What you have to do
List every line in the entries below that contains the word "gray".

Records provided
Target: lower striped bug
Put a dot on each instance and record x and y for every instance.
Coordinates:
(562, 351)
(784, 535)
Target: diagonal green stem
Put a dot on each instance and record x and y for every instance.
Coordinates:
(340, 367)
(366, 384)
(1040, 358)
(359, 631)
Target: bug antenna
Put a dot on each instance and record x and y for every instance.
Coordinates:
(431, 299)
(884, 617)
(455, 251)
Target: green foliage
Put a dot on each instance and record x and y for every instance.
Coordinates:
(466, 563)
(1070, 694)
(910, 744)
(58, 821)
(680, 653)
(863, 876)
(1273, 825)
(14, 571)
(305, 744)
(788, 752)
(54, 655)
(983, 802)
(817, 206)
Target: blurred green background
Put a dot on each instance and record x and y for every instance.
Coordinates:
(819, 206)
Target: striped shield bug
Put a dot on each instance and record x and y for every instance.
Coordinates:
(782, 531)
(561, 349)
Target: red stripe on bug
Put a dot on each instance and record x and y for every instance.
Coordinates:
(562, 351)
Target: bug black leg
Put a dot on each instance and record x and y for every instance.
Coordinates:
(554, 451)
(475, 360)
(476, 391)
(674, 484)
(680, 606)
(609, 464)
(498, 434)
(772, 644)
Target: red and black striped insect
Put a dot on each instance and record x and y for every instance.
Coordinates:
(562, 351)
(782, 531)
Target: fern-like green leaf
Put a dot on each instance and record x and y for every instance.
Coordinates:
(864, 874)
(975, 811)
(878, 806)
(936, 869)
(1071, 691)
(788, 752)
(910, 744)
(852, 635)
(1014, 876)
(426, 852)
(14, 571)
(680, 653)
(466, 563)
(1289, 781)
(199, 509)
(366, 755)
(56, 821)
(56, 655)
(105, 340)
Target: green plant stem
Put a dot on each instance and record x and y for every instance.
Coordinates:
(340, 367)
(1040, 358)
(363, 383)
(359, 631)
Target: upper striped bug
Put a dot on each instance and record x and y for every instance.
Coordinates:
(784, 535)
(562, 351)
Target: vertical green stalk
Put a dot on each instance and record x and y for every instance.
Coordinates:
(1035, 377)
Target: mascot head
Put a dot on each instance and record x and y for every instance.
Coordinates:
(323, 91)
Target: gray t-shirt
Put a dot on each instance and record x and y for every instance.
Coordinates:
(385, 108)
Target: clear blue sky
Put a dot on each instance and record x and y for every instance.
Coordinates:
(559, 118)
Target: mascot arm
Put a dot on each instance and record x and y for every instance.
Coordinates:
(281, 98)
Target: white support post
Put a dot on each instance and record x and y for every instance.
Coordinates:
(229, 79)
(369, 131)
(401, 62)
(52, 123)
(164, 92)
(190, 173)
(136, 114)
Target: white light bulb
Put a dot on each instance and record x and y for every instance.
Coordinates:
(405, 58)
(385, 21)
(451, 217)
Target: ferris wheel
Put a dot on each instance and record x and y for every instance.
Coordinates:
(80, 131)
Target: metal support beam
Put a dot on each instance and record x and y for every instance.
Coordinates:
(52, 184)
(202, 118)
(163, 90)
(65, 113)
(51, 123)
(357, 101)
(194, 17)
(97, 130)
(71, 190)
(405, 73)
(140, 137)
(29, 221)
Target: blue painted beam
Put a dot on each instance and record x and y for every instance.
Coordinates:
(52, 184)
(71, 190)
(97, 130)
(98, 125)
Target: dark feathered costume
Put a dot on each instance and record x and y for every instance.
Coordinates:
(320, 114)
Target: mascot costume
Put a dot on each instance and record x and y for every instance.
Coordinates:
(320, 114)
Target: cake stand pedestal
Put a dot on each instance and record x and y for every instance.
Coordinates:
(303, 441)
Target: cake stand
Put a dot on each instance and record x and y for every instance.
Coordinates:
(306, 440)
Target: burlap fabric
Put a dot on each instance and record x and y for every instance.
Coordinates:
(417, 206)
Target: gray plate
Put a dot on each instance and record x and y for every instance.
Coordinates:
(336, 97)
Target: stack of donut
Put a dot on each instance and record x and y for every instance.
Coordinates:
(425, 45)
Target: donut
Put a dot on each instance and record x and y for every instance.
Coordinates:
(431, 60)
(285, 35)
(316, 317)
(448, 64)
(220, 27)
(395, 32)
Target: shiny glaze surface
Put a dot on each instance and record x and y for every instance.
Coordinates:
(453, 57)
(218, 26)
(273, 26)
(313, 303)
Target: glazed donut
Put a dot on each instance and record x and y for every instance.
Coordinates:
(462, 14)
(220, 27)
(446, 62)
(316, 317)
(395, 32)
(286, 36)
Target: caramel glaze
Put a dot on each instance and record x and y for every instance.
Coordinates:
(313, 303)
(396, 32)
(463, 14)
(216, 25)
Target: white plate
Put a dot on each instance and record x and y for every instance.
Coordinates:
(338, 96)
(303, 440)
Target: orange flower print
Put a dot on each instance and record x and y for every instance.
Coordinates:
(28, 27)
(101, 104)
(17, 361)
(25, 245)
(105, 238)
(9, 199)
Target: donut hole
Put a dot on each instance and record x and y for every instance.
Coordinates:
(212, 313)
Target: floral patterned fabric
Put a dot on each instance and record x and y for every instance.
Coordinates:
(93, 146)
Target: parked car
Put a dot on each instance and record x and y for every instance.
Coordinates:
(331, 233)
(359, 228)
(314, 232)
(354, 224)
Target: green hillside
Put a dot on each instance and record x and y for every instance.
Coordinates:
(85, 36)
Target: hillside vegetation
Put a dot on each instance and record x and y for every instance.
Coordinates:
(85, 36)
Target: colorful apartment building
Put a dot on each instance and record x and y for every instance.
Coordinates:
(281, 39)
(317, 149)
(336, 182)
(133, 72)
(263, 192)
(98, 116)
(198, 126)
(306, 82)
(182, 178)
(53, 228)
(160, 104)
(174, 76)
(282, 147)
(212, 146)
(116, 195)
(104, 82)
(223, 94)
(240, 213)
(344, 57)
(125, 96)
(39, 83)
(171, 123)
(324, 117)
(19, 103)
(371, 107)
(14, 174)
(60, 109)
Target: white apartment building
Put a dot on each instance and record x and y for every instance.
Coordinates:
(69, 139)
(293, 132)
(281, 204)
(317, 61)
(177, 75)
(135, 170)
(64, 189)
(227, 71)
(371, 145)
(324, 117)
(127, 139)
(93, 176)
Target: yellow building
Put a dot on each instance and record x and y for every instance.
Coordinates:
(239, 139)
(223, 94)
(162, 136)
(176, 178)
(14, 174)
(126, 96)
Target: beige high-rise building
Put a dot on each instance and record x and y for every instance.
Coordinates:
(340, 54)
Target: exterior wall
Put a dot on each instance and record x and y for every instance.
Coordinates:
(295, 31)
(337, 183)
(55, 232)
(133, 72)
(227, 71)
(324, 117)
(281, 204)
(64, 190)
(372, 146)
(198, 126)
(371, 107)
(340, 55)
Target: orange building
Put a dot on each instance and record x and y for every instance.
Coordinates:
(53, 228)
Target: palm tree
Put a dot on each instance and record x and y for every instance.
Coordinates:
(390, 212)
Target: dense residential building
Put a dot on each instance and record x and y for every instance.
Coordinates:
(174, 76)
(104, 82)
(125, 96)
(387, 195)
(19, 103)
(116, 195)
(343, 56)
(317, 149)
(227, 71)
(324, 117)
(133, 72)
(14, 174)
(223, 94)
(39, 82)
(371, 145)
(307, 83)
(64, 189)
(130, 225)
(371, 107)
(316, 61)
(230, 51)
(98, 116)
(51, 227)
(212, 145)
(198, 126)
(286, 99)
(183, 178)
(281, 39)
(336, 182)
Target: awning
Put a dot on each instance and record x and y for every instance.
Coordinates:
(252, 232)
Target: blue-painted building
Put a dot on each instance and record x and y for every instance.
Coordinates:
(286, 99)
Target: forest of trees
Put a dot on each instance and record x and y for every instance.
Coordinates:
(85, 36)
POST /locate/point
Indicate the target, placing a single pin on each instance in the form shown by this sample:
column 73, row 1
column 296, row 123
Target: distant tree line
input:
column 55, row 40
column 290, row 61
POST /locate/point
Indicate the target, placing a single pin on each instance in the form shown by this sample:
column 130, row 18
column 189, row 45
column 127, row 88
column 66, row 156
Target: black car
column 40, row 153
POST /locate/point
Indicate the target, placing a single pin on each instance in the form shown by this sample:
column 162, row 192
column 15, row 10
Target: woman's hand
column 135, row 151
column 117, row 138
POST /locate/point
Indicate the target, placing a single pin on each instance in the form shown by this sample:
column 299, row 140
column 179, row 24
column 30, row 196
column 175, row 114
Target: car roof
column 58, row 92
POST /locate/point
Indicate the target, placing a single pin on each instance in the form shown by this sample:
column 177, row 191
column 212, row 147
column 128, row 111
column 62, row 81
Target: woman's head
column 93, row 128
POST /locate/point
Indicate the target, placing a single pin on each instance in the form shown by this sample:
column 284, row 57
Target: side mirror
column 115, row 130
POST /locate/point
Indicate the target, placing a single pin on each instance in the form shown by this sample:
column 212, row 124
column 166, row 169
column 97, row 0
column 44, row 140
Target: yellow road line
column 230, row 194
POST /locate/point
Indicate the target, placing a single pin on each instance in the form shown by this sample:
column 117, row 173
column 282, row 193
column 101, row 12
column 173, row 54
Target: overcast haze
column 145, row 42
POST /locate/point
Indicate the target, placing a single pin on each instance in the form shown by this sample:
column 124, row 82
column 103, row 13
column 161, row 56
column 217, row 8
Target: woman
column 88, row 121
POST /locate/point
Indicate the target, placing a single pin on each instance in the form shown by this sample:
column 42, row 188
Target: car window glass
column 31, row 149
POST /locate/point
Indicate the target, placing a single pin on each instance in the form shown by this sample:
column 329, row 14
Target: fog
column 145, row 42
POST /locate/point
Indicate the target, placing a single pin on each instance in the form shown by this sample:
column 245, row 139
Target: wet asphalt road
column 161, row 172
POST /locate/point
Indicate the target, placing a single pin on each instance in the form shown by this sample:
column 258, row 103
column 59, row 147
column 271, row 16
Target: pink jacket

Problem solution
Target: gray t-shirt
Target: gray plate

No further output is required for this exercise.